**EXCERPTED DATA**

☆ ☆ ☆

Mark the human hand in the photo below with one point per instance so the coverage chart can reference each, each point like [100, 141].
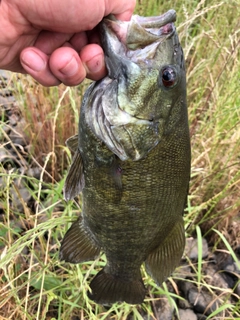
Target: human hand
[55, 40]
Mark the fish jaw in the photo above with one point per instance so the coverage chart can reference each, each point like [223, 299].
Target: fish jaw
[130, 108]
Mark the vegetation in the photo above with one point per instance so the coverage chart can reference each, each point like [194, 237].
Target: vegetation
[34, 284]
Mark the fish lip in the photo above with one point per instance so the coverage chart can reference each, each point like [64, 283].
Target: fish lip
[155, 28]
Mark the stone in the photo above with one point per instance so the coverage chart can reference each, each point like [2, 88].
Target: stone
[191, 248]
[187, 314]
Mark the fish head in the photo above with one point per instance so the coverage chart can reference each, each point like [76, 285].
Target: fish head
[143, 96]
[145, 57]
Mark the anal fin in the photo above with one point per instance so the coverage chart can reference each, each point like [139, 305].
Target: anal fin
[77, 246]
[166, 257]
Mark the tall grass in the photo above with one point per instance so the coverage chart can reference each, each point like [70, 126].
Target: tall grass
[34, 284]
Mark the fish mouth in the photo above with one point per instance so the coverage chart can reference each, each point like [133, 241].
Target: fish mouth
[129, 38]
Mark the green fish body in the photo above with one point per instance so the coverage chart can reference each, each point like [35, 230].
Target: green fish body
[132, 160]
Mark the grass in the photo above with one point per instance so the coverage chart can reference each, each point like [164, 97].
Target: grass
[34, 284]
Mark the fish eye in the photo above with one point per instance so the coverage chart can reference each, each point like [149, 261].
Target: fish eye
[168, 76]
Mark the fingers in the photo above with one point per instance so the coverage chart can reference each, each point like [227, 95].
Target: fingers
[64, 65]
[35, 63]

☆ ☆ ☆

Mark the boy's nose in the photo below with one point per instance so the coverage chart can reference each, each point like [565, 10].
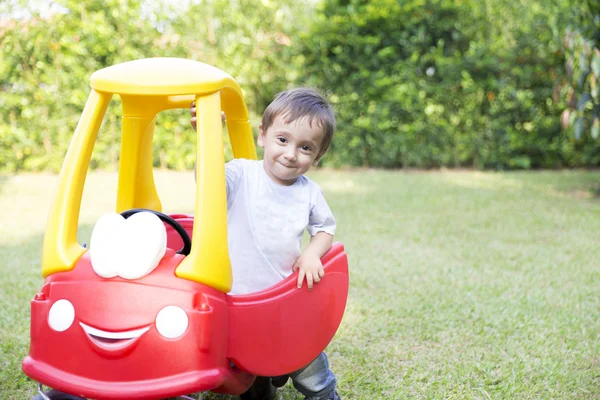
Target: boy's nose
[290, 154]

☆ ☆ ☆

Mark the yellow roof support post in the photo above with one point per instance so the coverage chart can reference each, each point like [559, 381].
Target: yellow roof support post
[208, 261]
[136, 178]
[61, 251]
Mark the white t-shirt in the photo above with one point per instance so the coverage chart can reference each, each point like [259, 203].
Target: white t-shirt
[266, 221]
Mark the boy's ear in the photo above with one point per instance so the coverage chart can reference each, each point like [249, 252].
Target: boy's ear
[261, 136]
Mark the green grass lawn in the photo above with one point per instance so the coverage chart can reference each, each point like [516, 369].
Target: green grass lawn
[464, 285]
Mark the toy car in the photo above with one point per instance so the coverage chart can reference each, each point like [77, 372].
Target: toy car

☆ ☆ ☆

**BRIEF**
Go through the material and report each line that holds the string "below".

**EXERCISE SOLUTION**
Mark the human hand in the photo below with one point per instance so the coverage chart can reference each, each point like [100, 141].
Mark the boy's nose in the photo below with one point per instance so the coverage chart can reference each, each point like [565, 10].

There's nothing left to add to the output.